At face value, avocados don’t appear to be all that healthy. An average sized one (about the size of a pear) has 30 grams of fat, about as much as a Big Mac. However, most of this fat is of the monounsaturated variety, which modern research has shown to be effective in lowering cholesterol levels. Furthermore, the a diet high in omega-3 fatty acids, which are the primary fat source in avocados, has been found to have anti-cancer, anti-inflammatory, blood-pressure regulating and heart health benefits. In addition to the health benefits, avocados are extremely tasty. Guacamole, is an excellent companion for most grilled or sauteed meats. Mashed avocados provide a buttery richness when mixed into scrambled eggs. Chunky avocado, mixed with some diced onions and spices, pairs wonderfully with seared tuna or other fish. At around $1 each, adding avocados to your shopping list is a sound investment for your future health.
Spinach is an all-around super food. High levels of vitamin A and C, in conjunction with fiber, folic acid and magnesium, have been found to have cancer-fighting properties. Folate, another nutrient, combats blood-levels of homocysteine, a protein that damages arteries. Flavonoids can combat memory loss. Lutein is a preventative for cataracts, and can combat mascular degeneration. Best of all, spinach is extremely easy to prepare. It can be eaten raw as the base for a salad, steamed, or sautéed in a bit of oil with some garlic for a tasty side. Frozen spinach is nearly as nutritious as fresh, so consider adding either to your shopping rotation.
Salmon has one of the highest protein to calorie ratios of any food out there, furthermore, the high proportion of omega-3s can fight bodily inflammation (for other benefits of omega-3s , see avocados above). Furthermore, a single serving of salmon (4 oz) has an entire day’s worth of vitamin D, and half a day’s worth of B12, niacin and selenium, as well a large proportion of B6 and magnesium. Paleo shoppers should try to consume as much fish in their diet as possible. While it may be more expensive than other sources of protein, the health benefits are vast, and when properly prepared it is extremely delicious.

- **Your tasks**
1. According to the passage on avocados, spinach and salmon, which nutrient in spinach helps prevent cataracts?
2. Write a continuation of the passage on avocados, spinach and salmon, starting right after its final sentence.

- **Data segment**
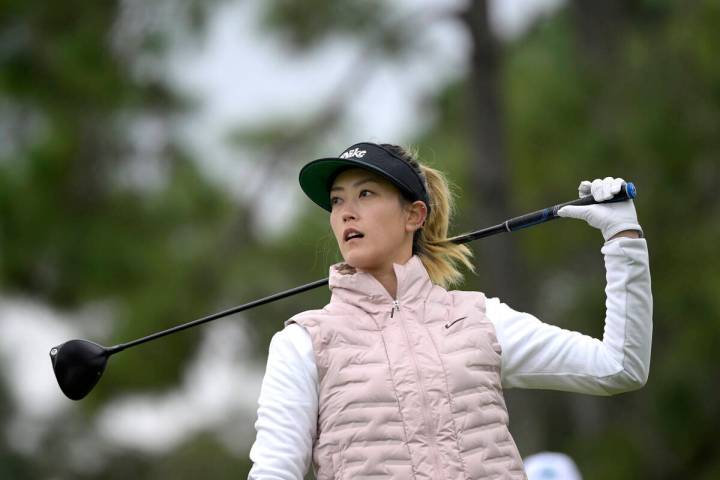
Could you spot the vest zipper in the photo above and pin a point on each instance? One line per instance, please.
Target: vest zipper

- **Results in order**
1. Lutein.

2.
Widely hailed as one of the cheapest and most versatile sources of protein available (as well as one of the highest quality), eggs contain relatively high levels of choline, an essential building block of cell membranes (it strengthens their elasticity among other things) and component of acetylcholine, a neurotransmitter used by neurons to relay messages back and forth. Furthermore, it has been shown that choline has anti-inflammatory qualities, and a diet rich in choline can lead to an increase in heart h and organ health. Furthermore, a diet rich in eggs will ultimately be a diet rich in omega-3s, leading to all of the dietary benefits listed above plus a decrease in depression and aggressive tendencies. Consider replacing carb heavy breakfasts such as pancakes or cereal (or oatmeal) with bacon, eggs and a vegetable or piece of fruit. I’m willing to bet this paleo breakfast as satisfying as its non-paleo counterparts, and you will have a certain peace of mind knowing that what you are eating is a whole lot better for you.
A leafy green vegetable like spinach, kale is loaded with flavonoids and antioxidants. Steamed (though kale can be blanched or eaten raw if you are especially bold or like bitter greens) Kale has been found to have cholesterol-lowering benefits, as well as cancer fighting properties and detoxification benefits. Clocking in at over 45 different flavonoids, kale is one of the most healthful vegetables you should be eating on a regular basis. Try it steamed (five minutes should do, just make sure to remove the thicker parts of the stem before steaming) and tossed with a bit of salt, fresh garlic and oil. Your body and your shopping list will thank you.